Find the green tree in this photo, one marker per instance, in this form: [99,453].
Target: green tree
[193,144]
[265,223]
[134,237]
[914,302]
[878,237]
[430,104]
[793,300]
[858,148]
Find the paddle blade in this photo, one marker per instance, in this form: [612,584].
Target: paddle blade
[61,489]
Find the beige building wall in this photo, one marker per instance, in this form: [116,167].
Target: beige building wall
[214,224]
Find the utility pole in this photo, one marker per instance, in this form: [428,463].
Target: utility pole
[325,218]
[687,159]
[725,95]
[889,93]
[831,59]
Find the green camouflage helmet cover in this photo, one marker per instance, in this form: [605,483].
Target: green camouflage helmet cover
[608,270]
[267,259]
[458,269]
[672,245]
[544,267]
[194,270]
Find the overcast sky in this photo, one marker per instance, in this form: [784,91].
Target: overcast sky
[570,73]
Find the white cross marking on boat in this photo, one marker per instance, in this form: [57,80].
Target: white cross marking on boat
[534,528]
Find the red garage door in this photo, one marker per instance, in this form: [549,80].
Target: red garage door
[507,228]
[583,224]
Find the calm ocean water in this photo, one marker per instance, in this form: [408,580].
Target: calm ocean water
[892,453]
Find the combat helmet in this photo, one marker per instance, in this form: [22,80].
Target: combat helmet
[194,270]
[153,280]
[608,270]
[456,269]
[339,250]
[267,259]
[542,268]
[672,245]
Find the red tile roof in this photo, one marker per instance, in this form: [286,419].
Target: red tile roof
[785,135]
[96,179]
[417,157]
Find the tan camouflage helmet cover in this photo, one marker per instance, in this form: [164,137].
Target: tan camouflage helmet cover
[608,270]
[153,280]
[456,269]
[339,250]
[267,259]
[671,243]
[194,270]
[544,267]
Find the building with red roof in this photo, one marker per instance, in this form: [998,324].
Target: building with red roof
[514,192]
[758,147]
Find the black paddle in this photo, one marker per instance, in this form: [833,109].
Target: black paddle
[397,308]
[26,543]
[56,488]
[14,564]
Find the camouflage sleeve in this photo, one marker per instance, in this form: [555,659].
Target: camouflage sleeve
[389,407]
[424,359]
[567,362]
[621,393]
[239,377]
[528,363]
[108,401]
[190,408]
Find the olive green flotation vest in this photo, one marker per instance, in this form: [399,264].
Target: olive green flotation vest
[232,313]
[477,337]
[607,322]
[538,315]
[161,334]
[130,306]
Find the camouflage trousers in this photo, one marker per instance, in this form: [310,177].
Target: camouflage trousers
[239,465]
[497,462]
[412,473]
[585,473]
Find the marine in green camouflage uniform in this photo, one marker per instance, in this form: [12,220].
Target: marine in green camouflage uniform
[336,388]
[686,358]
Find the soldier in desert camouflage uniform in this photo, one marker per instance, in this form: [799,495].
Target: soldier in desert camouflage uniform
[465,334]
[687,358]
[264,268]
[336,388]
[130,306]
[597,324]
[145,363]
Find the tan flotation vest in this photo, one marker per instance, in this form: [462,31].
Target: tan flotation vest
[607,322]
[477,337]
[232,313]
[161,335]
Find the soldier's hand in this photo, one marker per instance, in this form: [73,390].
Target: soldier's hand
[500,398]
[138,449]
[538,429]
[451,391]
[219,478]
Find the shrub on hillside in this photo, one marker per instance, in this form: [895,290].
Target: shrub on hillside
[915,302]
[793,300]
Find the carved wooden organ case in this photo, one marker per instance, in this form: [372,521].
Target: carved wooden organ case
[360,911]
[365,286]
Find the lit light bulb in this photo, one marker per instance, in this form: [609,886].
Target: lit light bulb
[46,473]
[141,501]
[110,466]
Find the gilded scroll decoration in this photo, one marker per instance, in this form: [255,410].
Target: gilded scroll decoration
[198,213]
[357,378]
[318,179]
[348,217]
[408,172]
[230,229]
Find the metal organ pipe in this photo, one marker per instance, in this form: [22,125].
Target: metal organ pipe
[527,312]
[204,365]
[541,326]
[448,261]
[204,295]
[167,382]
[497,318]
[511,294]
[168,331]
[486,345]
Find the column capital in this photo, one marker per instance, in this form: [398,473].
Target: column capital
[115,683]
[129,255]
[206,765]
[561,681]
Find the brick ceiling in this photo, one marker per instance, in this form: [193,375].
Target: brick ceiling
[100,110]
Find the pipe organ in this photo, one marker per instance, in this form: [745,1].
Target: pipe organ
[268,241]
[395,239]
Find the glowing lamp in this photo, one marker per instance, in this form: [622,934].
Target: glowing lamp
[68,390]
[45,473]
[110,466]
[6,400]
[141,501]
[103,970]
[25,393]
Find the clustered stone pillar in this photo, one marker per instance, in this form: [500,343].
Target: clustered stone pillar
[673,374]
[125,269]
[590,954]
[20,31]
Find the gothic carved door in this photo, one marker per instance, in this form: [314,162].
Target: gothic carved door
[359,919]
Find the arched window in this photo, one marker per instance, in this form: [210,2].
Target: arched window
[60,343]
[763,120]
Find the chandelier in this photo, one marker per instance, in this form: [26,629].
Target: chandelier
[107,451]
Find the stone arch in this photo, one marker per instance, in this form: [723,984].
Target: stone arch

────

Exactly and only the lines from the line containing "Find the clustered" through the last line of the entries should be copied, both ends included.

> RESPONSE TO THE TASK
Find the clustered stone pillar in this photo, one marker per instance, in this form: [500,343].
Target: clustered stone pillar
[673,374]
[125,269]
[590,954]
[20,31]
Find the gothic carved door in this photo, one marker per instance, in this form: [314,162].
Target: gothic carved door
[359,919]
Find the arched window in this photo, one marker per instance, in this form: [210,2].
Target: arched window
[60,343]
[763,120]
Find the chandelier in this photo, one marker per instance, in this form: [26,629].
Target: chandelier
[107,451]
Find the stone arch in this photo, one marker per instance, in this form: [723,984].
Target: stone arch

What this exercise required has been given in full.